[Start of Material provided]

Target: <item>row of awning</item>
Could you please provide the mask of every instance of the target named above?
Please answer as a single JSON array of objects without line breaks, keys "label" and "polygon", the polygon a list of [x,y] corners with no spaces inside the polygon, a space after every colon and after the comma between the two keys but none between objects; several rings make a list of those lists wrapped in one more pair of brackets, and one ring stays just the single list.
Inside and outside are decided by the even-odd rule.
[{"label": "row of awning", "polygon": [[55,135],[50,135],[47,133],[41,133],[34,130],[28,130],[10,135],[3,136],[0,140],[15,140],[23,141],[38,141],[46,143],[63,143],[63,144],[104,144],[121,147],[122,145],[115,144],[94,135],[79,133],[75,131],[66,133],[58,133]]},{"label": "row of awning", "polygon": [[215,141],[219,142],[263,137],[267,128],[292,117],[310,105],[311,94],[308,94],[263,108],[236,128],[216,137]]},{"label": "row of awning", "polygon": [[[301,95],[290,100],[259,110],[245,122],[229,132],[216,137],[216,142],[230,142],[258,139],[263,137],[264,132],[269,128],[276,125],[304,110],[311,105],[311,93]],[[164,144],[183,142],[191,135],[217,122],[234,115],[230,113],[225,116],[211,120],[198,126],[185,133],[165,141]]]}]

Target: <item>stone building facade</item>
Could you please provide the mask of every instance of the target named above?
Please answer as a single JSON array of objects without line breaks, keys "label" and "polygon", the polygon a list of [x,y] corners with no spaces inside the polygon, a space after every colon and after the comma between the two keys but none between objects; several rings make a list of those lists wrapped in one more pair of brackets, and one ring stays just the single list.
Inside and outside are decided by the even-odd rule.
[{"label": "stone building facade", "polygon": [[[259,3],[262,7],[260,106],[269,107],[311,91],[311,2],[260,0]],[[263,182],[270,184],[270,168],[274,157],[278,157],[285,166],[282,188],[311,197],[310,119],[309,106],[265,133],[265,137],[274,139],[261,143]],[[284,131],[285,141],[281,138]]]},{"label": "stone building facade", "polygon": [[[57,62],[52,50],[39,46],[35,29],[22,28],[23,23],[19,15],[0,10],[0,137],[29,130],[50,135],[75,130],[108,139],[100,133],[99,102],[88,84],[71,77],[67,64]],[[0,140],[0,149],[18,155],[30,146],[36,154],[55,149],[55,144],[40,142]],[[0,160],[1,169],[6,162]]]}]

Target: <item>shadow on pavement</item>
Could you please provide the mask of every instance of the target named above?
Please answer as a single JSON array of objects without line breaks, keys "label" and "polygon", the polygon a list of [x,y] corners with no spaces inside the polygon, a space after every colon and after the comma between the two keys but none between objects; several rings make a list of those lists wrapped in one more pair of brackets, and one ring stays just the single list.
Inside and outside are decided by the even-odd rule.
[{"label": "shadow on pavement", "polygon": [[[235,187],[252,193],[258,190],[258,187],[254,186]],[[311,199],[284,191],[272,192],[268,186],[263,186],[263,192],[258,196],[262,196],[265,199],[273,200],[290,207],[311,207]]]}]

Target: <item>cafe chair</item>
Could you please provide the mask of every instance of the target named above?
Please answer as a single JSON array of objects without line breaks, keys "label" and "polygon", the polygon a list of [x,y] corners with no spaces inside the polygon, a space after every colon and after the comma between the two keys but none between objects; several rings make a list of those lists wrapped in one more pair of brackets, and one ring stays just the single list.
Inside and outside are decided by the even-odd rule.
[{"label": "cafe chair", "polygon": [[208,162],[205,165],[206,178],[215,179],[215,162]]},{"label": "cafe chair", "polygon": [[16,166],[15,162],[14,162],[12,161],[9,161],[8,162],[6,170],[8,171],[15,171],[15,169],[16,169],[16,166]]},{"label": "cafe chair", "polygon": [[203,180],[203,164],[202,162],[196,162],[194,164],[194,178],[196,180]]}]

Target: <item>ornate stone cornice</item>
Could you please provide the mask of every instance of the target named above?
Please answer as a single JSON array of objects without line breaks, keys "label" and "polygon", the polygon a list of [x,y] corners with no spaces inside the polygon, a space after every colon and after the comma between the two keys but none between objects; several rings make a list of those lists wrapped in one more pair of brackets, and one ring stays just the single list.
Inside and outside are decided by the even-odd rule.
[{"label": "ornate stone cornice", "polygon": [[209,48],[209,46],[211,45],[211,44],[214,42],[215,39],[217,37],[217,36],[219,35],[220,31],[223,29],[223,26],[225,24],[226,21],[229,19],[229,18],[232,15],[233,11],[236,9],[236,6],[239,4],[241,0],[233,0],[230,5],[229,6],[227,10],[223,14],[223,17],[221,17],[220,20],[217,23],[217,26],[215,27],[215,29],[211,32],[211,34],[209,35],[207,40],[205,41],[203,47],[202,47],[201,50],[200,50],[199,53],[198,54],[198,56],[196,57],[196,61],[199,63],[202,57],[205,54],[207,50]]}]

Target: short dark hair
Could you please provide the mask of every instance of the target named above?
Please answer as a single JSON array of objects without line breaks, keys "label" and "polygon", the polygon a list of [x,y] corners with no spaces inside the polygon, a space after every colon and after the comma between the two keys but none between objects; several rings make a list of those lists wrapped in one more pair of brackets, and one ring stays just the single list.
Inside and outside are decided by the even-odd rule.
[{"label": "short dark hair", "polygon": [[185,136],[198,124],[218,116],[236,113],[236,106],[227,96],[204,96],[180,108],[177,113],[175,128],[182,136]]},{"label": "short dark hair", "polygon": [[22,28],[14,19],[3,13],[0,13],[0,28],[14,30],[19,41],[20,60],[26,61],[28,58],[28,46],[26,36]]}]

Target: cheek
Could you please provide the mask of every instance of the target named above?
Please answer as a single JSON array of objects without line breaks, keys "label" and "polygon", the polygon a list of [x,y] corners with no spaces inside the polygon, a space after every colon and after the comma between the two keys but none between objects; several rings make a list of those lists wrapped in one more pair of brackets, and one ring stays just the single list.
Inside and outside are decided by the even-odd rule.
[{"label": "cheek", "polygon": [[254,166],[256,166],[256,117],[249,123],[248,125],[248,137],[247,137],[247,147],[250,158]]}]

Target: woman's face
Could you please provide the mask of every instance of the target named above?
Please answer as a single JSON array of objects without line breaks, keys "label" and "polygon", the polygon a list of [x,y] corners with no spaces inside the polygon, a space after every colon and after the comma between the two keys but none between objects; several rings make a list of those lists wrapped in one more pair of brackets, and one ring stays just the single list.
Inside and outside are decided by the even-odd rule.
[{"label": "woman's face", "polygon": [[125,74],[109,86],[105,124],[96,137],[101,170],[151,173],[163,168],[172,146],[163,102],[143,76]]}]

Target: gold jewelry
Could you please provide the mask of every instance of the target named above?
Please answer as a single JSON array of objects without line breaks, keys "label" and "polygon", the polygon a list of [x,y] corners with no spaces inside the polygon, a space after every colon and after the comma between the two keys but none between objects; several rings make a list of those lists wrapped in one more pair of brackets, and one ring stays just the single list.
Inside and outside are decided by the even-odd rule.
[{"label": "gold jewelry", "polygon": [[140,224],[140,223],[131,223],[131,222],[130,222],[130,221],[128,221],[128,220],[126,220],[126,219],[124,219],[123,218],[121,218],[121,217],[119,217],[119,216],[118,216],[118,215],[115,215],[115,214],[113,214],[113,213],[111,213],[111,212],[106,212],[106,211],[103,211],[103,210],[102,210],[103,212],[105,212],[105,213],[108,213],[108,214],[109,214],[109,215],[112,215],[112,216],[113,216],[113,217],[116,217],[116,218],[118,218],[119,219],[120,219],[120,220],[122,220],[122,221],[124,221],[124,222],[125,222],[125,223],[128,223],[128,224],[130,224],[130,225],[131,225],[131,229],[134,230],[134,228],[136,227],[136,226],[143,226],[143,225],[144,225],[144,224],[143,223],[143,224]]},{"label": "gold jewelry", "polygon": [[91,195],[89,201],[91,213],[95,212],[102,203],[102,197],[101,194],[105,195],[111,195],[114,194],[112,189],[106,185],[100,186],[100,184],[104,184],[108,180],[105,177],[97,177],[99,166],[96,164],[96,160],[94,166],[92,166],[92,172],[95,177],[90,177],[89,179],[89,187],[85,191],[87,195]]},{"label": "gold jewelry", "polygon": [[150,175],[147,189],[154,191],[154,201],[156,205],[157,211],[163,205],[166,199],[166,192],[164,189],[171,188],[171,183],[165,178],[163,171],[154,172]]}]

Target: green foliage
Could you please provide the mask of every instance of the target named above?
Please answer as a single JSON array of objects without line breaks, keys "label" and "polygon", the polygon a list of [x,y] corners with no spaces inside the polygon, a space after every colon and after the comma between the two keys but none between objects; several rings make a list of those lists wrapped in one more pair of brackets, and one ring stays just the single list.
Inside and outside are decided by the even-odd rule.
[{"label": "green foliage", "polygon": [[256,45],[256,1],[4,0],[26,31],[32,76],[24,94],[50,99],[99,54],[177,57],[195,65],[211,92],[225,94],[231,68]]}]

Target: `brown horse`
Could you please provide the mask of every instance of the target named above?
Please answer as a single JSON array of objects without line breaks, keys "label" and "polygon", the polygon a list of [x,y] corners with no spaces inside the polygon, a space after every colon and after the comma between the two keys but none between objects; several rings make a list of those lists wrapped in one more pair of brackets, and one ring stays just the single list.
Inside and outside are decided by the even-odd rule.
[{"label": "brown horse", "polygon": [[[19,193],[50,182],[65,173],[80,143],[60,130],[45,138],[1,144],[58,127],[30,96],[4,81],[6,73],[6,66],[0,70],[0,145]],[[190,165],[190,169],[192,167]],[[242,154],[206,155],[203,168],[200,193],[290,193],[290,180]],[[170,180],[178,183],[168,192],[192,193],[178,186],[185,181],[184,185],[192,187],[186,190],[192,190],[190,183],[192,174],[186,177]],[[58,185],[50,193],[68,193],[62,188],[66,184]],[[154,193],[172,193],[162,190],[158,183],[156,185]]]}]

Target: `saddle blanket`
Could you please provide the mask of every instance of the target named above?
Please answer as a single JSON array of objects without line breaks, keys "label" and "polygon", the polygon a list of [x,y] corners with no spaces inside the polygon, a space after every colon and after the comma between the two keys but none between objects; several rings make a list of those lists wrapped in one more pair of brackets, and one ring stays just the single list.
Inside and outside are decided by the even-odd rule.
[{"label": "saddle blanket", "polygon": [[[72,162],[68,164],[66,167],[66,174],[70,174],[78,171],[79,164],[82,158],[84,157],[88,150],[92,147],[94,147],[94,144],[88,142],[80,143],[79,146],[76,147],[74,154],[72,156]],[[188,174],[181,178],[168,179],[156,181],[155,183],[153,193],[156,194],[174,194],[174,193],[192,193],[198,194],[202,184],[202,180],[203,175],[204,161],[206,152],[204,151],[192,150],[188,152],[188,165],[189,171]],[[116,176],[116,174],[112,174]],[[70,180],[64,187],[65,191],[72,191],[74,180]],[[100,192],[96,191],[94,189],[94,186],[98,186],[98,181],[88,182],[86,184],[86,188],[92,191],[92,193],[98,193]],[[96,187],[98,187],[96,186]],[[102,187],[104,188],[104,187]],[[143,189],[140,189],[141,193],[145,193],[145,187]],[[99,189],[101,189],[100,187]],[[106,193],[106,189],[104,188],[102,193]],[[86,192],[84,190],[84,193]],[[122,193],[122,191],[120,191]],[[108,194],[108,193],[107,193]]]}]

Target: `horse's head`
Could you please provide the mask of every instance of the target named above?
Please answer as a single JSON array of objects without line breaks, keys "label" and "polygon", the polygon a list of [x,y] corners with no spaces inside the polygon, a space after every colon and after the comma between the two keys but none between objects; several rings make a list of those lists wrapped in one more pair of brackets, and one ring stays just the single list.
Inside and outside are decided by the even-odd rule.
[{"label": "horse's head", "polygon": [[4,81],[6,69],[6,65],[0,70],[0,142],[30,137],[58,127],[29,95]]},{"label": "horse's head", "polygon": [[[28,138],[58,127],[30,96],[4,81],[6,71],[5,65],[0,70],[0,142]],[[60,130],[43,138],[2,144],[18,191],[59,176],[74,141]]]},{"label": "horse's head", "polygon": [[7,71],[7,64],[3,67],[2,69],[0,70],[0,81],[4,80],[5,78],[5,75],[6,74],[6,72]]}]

[End of Material provided]

■ **Short exercise**: Locate each line in the rows above that contains the string "item", and copy those lines.

■ **In response**:
Target: <item>row of awning</item>
Target: <item>stone building facade</item>
Target: <item>shadow on pavement</item>
Target: <item>cafe chair</item>
Target: <item>ornate stone cornice</item>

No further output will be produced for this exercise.